Projeto de lei substituiu a Medida Provisória 910, que perdeu a validade por divergências entre ambientalistas e ruralistas. A Câmara dos Deputados deve votar nesta quarta-feira (20) o projeto de lei 2.633, que trata da regularização de ocupações de terras públicas da União, a chamada regularização fundiária.
O texto substitui a Medida Provisória 910, que perdeu validade na terça-feira (19) por falta de acordo entre ruralistas e ambientalistas.
MP da regularização fundiária entrega 566 títulos de terra
Governo federal e Confederação da Agricultura e Pecuária do Brasil (CNA) alegam que a “MP Fundiária” trouxe mais agilidade no processo de regularização de pequenos agricultores e garante a preservação do meio ambiente ao dar responsabilidades previstas na lei aos ocupantes de terras públicas.

■ Lista de dados:
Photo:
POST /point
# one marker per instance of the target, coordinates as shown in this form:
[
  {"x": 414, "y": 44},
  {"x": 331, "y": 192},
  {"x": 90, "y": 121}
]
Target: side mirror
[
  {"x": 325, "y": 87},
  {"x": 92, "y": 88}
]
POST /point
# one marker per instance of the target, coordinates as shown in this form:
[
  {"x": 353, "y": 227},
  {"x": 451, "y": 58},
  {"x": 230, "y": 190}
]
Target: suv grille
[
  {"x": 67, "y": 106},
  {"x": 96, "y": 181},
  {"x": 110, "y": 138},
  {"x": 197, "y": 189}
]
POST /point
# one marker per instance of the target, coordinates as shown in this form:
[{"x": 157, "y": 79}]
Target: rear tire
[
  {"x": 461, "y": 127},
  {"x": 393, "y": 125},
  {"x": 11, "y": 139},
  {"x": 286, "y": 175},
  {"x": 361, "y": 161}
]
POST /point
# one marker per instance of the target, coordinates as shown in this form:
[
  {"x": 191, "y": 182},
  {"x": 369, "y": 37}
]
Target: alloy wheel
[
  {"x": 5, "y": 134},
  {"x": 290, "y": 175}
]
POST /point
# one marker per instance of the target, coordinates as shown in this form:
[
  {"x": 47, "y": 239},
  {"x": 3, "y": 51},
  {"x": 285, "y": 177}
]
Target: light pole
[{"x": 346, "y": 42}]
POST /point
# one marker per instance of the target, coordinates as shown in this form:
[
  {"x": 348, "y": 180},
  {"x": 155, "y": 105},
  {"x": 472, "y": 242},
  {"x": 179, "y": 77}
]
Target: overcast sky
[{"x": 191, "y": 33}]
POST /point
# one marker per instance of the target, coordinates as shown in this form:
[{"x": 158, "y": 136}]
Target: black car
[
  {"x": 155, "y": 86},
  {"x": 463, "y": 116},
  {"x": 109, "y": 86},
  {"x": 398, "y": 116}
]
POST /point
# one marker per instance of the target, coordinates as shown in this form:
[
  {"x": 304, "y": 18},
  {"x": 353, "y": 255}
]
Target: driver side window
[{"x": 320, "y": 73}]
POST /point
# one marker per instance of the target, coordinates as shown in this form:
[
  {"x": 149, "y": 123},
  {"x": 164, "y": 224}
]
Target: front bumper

■ Exercícios:
A - Segundo o trecho sobre regularização fundiária, qual medida provisória o projeto de lei 2.633 substitui?
B - Com base no trecho sobre regularização fundiária, explique por que a Medida Provisória 910 perdeu a validade.
C - No trecho sobre regularização fundiária, reescreva em forma de lista o parágrafo que começa com "Governo federal e Confederação", mantendo os fatos principais.
Os dados não são necessários para resolver os exercícios.

■ Respostas:
A - A Medida Provisória 910.

B - A MP 910 perdeu a validade na terça-feira (19) por falta de acordo entre ruralistas e ambientalistas. Por isso, o projeto de lei 2.633 a substitui.

C -
- Quem alega: o governo federal e a Confederação da Agricultura e Pecuária do Brasil (CNA).
- Segundo eles, a "MP Fundiária" trouxe mais agilidade à regularização de pequenos agricultores.
- Segundo eles, também garante a preservação do meio ambiente, ao dar aos ocupantes de terras públicas responsabilidades previstas na lei.